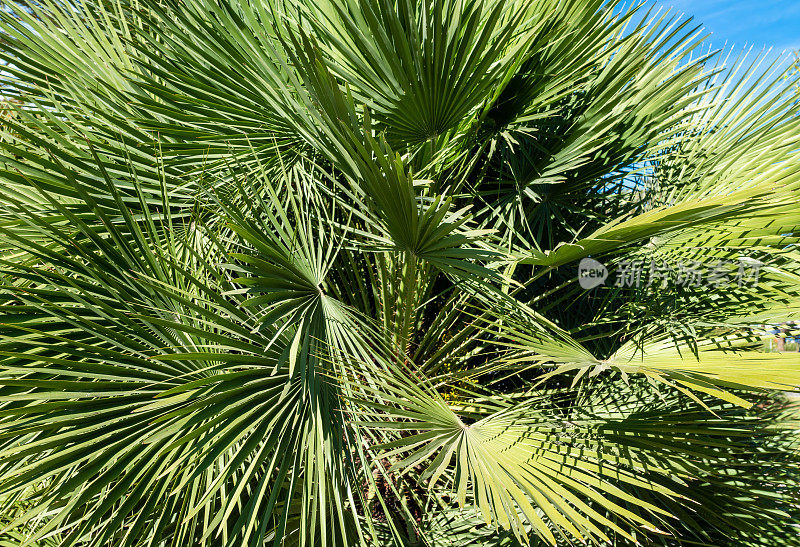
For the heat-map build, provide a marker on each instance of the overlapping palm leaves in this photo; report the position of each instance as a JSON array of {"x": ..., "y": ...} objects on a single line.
[{"x": 281, "y": 274}]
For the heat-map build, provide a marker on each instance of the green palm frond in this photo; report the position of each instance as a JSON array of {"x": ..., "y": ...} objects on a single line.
[{"x": 304, "y": 274}]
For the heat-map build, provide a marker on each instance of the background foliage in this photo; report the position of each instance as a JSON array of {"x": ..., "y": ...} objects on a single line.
[{"x": 305, "y": 273}]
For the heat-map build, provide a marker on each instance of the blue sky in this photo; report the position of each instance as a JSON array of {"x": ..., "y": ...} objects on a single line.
[{"x": 770, "y": 23}]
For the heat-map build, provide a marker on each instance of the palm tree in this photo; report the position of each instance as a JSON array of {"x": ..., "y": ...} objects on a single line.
[{"x": 280, "y": 273}]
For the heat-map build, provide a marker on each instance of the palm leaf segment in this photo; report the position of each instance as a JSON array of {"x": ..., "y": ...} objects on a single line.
[{"x": 298, "y": 274}]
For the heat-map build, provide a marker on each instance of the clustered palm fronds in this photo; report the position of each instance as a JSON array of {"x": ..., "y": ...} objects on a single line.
[{"x": 305, "y": 273}]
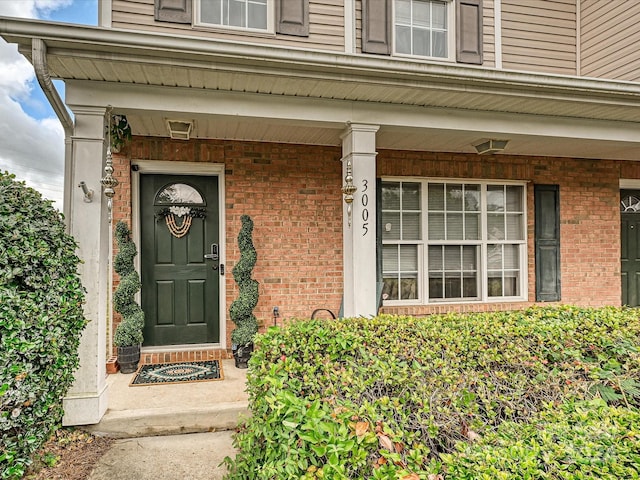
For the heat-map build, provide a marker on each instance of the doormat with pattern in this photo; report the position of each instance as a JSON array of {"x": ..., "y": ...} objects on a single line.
[{"x": 183, "y": 372}]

> **DIRECTIONS**
Please copy only the lines from the one that contains "of the green" through the last line of the records, exactly, and keep every picture out of the copy.

> **ANSWER SECTION**
For the heat-map build, provide a marker on each instance of the green palm frond in this photo; report the position of each instance as a JSON array of {"x": ..., "y": ...} objects on a single line.
[{"x": 304, "y": 274}]
For the heat-map build, provide a marker on each instance of the background foliage in this photo; report the position of each instance as a JSON array of {"x": ..., "y": ...} objects on a single line.
[{"x": 305, "y": 273}]
For the heat-map build, provide a marker on each instance of the blue sky in this photo; report the position of each instance as a JSON array of {"x": ..., "y": ...} objects on a single line.
[{"x": 770, "y": 23}]
For the heat-map build, provide a marker on each instance of the palm tree in this photo; report the position of each instance as a JSON array of {"x": ..., "y": ...} objects on a single line.
[{"x": 280, "y": 273}]
For the heat-map build, provide a marker on each instance of the palm leaf segment in this photo; report the position of each instance as a JSON array of {"x": ..., "y": ...} objects on a single line.
[{"x": 298, "y": 274}]
For the heat-map build, provide a marker on each instance of the clustered palm fronds in this photo; report the position of each instance as a JSON array of {"x": ..., "y": ...} objects on a single line.
[{"x": 305, "y": 273}]
For the heat-map build, provide a marker on each instance of the doormat with pattern in this photo; report the position of each instance as a JSON array of {"x": ..., "y": ...} objects on a single line.
[{"x": 183, "y": 372}]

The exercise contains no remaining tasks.